Working data —

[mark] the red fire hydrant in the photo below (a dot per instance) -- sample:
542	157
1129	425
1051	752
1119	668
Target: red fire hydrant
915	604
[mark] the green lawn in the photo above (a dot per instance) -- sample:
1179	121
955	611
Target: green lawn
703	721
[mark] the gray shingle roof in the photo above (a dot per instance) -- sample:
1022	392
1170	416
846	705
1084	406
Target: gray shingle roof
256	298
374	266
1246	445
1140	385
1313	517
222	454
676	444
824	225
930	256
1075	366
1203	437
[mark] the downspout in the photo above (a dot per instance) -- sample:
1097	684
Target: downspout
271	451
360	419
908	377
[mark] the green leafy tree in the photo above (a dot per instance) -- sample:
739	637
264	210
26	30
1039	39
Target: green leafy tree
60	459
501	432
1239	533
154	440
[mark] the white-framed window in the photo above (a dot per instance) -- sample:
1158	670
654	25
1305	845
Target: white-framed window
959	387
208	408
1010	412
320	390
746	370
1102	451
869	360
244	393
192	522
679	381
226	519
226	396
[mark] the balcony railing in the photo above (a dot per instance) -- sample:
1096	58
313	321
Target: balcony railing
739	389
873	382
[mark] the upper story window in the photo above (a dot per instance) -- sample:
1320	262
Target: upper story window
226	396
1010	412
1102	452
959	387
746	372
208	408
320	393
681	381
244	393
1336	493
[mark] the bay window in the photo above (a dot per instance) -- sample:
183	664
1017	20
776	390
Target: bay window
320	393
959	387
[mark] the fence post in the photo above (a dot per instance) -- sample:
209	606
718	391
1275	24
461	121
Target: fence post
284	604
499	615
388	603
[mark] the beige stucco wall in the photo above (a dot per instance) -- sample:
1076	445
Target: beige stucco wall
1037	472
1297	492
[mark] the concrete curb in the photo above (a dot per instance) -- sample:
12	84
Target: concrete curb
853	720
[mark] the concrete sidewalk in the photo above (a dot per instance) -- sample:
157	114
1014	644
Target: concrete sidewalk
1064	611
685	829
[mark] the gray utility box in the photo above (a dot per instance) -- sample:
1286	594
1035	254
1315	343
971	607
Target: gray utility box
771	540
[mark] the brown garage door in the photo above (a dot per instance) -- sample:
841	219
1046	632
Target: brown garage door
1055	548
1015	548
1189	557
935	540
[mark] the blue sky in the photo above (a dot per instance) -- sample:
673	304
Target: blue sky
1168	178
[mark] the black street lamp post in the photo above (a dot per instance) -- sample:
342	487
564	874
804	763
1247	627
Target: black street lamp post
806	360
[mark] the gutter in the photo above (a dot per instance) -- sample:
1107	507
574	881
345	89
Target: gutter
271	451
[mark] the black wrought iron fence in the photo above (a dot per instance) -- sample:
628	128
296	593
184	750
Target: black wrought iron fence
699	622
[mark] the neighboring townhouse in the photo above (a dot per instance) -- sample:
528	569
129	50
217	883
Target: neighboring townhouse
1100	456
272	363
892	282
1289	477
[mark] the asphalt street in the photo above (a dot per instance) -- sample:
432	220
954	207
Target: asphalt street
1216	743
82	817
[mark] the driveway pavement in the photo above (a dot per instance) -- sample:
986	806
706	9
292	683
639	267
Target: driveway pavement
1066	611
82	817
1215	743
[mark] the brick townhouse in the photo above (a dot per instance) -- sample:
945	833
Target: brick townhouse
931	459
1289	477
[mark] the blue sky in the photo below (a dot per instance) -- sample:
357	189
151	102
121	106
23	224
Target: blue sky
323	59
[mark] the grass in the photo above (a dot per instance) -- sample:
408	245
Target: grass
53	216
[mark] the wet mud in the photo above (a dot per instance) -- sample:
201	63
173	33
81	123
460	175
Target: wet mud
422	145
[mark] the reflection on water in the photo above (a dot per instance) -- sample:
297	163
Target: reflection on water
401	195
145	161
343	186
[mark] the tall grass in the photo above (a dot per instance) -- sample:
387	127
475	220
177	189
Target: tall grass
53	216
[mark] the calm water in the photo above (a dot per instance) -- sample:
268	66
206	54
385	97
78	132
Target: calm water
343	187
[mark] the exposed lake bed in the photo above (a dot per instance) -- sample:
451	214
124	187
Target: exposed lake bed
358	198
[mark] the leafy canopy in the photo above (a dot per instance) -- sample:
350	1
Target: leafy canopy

Exercise —
Output the listing above exactly as it appears.

Result of the exercise —
[mark] the red fire hydrant in the photo below (a dot per instance) -- sample:
542	157
1129	425
1051	752
1119	668
Target: red fire hydrant
915	604
[mark] the green lawn in the photo above (a dot per instance) -- sample:
1179	121
955	611
Target: green lawn
703	721
[mark] the gray shingle roof in the photo above (a dot per instance) -- sample:
1022	392
1170	416
846	705
1084	406
Target: gray shingle roof
256	298
374	266
1246	445
1140	385
1313	517
222	454
676	444
824	225
930	256
1075	366
1203	437
[mark] the downspout in the photo above (a dot per instance) -- sample:
1097	684
Target: downspout
271	451
360	419
908	377
[mark] the green leafy tree in the photo above (a dot per instance) -- sample:
739	637
264	210
26	30
1039	39
Target: green leafy tree
60	459
501	432
1239	533
154	440
[mark] the white-framed window in the photo above (a dot per instance) -- sample:
1158	670
654	25
1305	845
Target: white-framed window
959	387
208	408
1010	412
320	390
746	370
1102	451
869	360
244	393
192	522
679	381
226	519
226	396
[mark] the balcony railing in the photo above (a dot per instance) -- sample:
1096	58
313	321
Target: balcony railing
739	389
873	382
[mark] the upper story window in the photo above (a dot per instance) -- sample:
1320	262
Target: upper story window
226	396
1010	412
1102	452
959	387
746	372
208	408
320	393
681	381
244	393
1336	493
[mark] the bay window in the photo above (a dot per instance) -- sample:
183	664
1017	20
776	390
Target: bay window
320	393
959	387
[mark] the fence post in the photo above (a dot per instance) -- sample:
209	606
718	391
1275	24
461	121
Target: fence post
284	604
499	615
388	603
[mark] the beige stucco wall in the photo above (a dot per instance) -- sample:
1076	445
Target: beige stucco wall
1037	472
1297	492
[mark] the concrete curb in the photo above (a dot per instance) -- sample:
12	84
Target: concrete curb
853	720
[mark] the concrete sidewalk in the photo above (a dot per instance) -- sample:
157	114
1014	644
Target: concrete sidewalk
1064	611
685	829
[mark] the gray utility box in the photo above (a dot per instance) -- sample:
1286	594
1035	254
1315	343
971	607
Target: gray utility box
771	540
[mark] the brown garage door in the photo above (a dot per instance) -- sample:
841	219
1046	632
Target: brown garage door
1055	548
1015	548
1189	557
935	540
[mark] the blue sky in the photo above (a dot per instance) -- sample:
673	304
Target: blue sky
1168	178
[mark] the black street lamp post in the photo above (a dot per instance) -- sample:
342	487
564	874
804	763
1247	627
Target: black street lamp post
806	360
[mark] the gutter in the photo above (a dot per instance) -- sample:
1107	507
574	881
345	89
Target: gutter
271	451
[mark] the black wrought iron fence in the photo above (a dot per instance) -- sample:
628	128
296	593
184	750
Target: black wrought iron fence
699	622
[mark] the neighboring townhouse in the photo above (a dot per instance) -- sample:
528	569
129	50
217	883
Target: neighboring townhouse
1100	456
272	363
892	282
1289	477
[mark] the asphalt street in the photo above (a dot per instance) -- sample:
432	220
954	207
Target: asphalt street
1216	743
82	817
[mark] the driveway pavement in the photo above (a dot per instance) -- sample:
986	806
706	9
292	683
639	267
Target: driveway pavement
1066	611
82	817
1215	743
[mark] the brick townhouse in the photo above (a dot per instance) -- sample:
945	833
Target: brick townhouse
931	459
1289	477
[mark] the blue sky in the photo below (a dot per instance) -- sample:
357	189
151	102
121	106
23	224
Target: blue sky
323	59
[mark] the grass in the photo above (a dot per instance) -- sample:
408	245
Target: grass
53	216
[mark] the wet mud in the photo above (a dot per instance) -- sample:
201	63
173	33
81	123
460	175
Target: wet mud
422	145
[mark] the reflection on water in the photo above (a dot per instance) -- sample:
297	163
Target: reflection on water
401	195
145	161
343	186
[mark] the tall grass in the photo above (a dot per instance) -- sample:
387	127
475	220
177	189
Target: tall grass
53	216
[mark] the calm water in the photo above (a dot per instance) -- sample:
268	66
206	54
385	97
78	132
Target: calm water
343	187
[mark] the exposed lake bed in the photo above (a dot per instance) -- sample:
451	214
124	187
Target: exposed lake bed
358	198
[mark] the leafy canopy in the photo above (a dot per instance) -- sample:
350	1
Target: leafy canopy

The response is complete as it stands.